SOURCE EXTRACT: Begin
1

I'm trying to read some json from a api page of a twitter firehose. In the tweets I download there are many no english character. eg:

"text":"Vaccini: perch\u00e9 fare l\u2019esavalente quando gli obbligatori sono solo quattro? http://t.co/dLdzoXOUUK via @wireditalia"

When I import the tweets data via readLines in R and print it I see:

\\"text\\":\\"Vaccini: perch\\u00e9 fare l\\u2019esavalente quando gli obbligatori sono solo quattro? http://t.co/dLdzoXOUUK via @wireditalia\\"

So, both backslashes and quotes are escaped. If I print only using cat() the escaping is not there anymore. So I thought a problem with print(). But when I parsed it with fromJSON I see that strings like \u00e9 become \xe9. I tried to understand why and by some test I noticed that

fromJSON('["\\u00e9"]') 

prints

"\xe9"

and

fromJSON('["\\u2019"]') 

prints

"\031"

instead of respectively "'" and "é", as it should. So jsonlite::fromJSON misinterpretate those double backslashes.

But the problem is the double backslashes themselves! Why R escapes everything in first place? I cannot even gsub('\u', '\u', text, fixed=T) but it returns:

Error: '\u' used without hex digits in character string starting "'\u"

because it sees \u like a special char and doesn't allow to be used as replacement!

Moreover this default escaping by R also make my script fail when it encounters one user who set this as location:

"location":"V\u03b1l\u03c1\u03bfl\u03b9c\u03b5ll\u03b1-V\u03b5r\u03bfn\u03b1 /=\\","default_profile_image":false

which in her twitter profile is:

Vαlροlιcεllα-Vεrοnα /=\

That \" in the source code is displayed on R as /=\', therefore breaking the json.

So, I need a way to escape this escaping problems!
SOURCE EXTRACT: End
SUPPLIED RECORDS: Begin
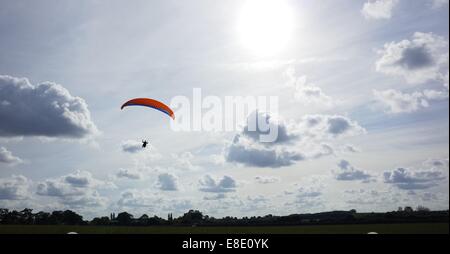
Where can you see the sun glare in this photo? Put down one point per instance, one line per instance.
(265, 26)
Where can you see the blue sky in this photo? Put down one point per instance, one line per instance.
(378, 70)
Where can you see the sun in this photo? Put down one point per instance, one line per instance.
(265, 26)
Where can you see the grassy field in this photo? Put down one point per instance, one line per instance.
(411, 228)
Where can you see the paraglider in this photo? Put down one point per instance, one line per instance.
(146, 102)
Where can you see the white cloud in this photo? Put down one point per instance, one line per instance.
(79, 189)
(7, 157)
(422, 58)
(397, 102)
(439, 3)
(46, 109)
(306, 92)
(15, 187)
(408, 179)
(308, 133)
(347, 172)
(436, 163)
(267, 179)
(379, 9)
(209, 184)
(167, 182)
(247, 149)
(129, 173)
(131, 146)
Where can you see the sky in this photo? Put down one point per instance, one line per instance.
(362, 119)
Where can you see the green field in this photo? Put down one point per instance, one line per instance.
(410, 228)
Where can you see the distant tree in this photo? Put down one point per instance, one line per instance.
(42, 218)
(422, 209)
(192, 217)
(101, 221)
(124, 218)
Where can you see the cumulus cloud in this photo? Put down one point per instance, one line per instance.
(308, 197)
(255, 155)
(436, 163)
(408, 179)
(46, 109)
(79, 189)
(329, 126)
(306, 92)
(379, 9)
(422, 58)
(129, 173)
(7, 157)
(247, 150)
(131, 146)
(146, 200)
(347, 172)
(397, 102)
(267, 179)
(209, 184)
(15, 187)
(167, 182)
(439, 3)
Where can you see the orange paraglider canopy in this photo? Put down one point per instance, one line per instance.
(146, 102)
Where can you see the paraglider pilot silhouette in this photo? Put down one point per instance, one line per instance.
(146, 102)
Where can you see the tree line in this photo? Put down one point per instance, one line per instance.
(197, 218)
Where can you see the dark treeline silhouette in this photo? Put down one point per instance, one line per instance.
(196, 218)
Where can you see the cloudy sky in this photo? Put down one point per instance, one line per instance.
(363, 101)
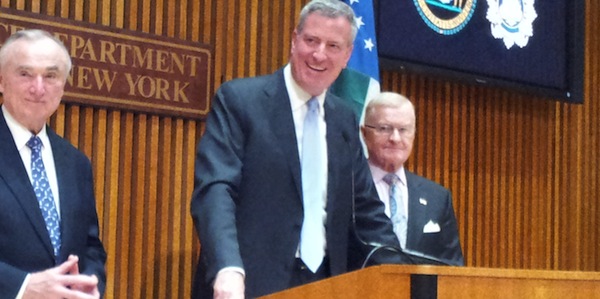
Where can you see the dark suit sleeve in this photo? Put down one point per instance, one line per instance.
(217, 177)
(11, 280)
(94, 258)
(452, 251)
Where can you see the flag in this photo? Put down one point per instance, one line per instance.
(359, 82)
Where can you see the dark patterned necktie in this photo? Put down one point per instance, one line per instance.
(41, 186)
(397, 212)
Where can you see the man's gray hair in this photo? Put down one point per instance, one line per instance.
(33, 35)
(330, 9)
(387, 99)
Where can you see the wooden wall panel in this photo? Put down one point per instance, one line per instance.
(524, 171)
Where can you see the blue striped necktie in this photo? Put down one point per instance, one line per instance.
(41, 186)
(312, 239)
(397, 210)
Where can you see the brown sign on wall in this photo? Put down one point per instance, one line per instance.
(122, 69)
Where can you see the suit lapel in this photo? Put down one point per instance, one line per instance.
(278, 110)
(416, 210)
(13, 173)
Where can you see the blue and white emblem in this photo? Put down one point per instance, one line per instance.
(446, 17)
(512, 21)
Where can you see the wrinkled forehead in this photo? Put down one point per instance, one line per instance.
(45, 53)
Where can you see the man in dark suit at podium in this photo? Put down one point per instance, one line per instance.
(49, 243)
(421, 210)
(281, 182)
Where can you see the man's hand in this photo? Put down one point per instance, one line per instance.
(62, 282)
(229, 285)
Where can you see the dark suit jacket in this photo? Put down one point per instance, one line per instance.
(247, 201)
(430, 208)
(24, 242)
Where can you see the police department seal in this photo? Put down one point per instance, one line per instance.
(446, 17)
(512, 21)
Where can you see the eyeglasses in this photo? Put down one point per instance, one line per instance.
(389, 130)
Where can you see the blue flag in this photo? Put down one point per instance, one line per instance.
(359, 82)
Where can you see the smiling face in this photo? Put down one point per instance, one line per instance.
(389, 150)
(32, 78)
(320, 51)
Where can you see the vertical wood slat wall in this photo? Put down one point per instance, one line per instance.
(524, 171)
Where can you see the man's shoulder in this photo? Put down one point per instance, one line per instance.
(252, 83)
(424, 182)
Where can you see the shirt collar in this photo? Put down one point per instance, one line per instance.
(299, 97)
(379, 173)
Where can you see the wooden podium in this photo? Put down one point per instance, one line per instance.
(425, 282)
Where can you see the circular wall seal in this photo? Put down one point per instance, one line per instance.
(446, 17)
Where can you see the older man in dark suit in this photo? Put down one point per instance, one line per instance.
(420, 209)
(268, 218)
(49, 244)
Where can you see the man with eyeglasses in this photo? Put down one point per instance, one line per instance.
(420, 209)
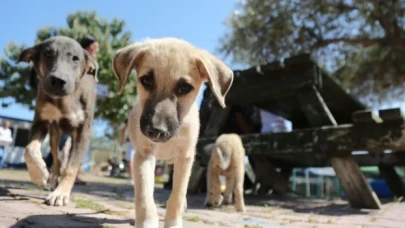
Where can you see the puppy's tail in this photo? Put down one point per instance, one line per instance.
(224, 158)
SUPPLIED RECORDS: End
TASKS AND EXERCISES >>
A. From the post about JSON escaping in R, reproduce the passage between "because it sees" and "this escaping problems!", inclusive.
B. In the post about JSON escaping in R, which function prints the tweet text without the escaping?
C. Continue the post about JSON escaping in R from the point where it ends.

EXPECTED RESULTS >>
A.
because it sees \u like a special char and doesn't allow to be used as replacement!

Moreover this default escaping by R also make my script fail when it encounters one user who set this as location:

"location":"V\u03b1l\u03c1\u03bfl\u03b9c\u03b5ll\u03b1-V\u03b5r\u03bfn\u03b1 /=\\","default_profile_image":false

which in her twitter profile is:

Vαlροlιcεllα-Vεrοnα /=\

That \" in the source code is displayed on R as /=\', therefore breaking the json.

So, I need a way to escape this escaping problems!

B. cat()

C.
Bakaburg
  • 3,165
  • 4
  • 32
  • 64
  • It's unclear exactly what's happening. Can you post a [minimal, reproducible example](http://stackoverflow.com/questions/5963269/how-to-make-a-great-r-reproducible-example)? – MrFlick Jul 20 '14 at 19:24
  • now it should be better – Bakaburg Jul 21 '14 at 16:48
  • What library is the `fromJSON` function from? Are you sure R is doing the improper escaping? How are you getting the data into R? – MrFlick Jul 21 '14 at 17:00
  • it's all written in the text :) the library is jsonlinte; the escapes arent on the source code of the page in the browser and I' using readLines(). – Bakaburg Jul 21 '14 at 17:30
  • So whatever you are using to write them to disk is not writing them correctly. You should not see "\u2019" in the text file on disc. That means that data was not properly decoded. R escapes that value because that's exactly how it's represented in the file. I think you want a replace like `gsub('\\u00e9', '\u00e9', textt)`. But this really isn't R's fault. – MrFlick Jul 21 '14 at 17:51
  • The special chars are written as unicode codes in the json source code itself. The problem it's that I don't know how to make R understand that it should not escape those unicode chars but should convert them instead. I cannot really replace manually every unicode char that i run into!! I tried gsub('\u00e9', '\u', text, fixed=T) but it gaves me an error, "'\u' used without hex digits in character string starting "'\u"" because \u is interpreted as a special char itself and cannot be used for substitutions. – Bakaburg Jul 21 '14 at 17:58

1 Answers1

1

The problem is in your input data. The text you read into R should not have \u values as plain text. This is just incorrect. When R displays a value with \u that is an escape sequence for UTF characters, there aren't actually any slashes or "u"s in the text.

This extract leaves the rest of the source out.